#### EXERCISE DESCRIPTION
From the items below, copy only the lines that contain the word "instance". Case counts, so a line that has it only with different capitalization does not qualify.

[Boundary labeling items]
┌──

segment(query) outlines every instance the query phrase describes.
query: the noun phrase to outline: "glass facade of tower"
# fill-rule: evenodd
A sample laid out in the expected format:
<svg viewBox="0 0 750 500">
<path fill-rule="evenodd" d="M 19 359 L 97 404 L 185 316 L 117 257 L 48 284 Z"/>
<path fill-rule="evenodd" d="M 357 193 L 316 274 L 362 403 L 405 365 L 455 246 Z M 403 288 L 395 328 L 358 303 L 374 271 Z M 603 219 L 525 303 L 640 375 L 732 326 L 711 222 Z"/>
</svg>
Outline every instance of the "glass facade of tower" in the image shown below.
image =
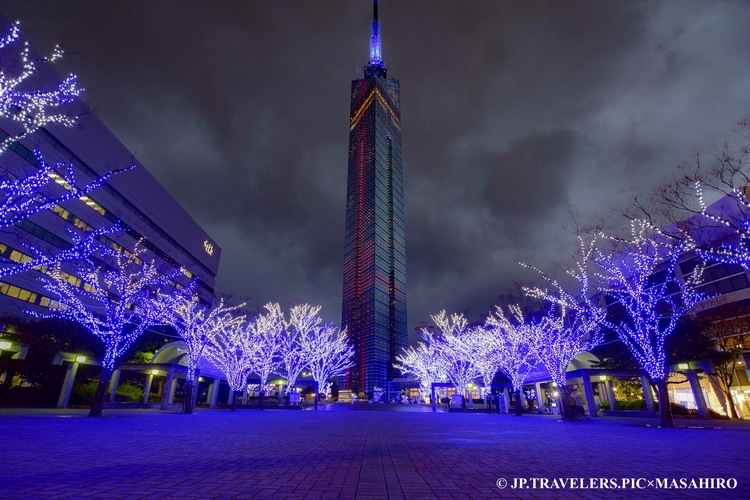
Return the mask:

└──

#### WRITTEN RESPONSE
segment(query) outlines every instance the query phrase describes.
Outline every instance of the "glass facade of tower" in the image shown below.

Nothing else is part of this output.